[Stored entries]
►
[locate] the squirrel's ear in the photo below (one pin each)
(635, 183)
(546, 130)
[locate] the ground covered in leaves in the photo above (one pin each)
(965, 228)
◄
◆ ABOUT THIS TASK ◆
Give the data again, exactly as it appears above.

◆ TASK SOLUTION ◆
[locate] the squirrel's ear in the photo below (one pin each)
(635, 183)
(546, 130)
[locate] the ground covered in leaves in the photo above (one pin each)
(965, 228)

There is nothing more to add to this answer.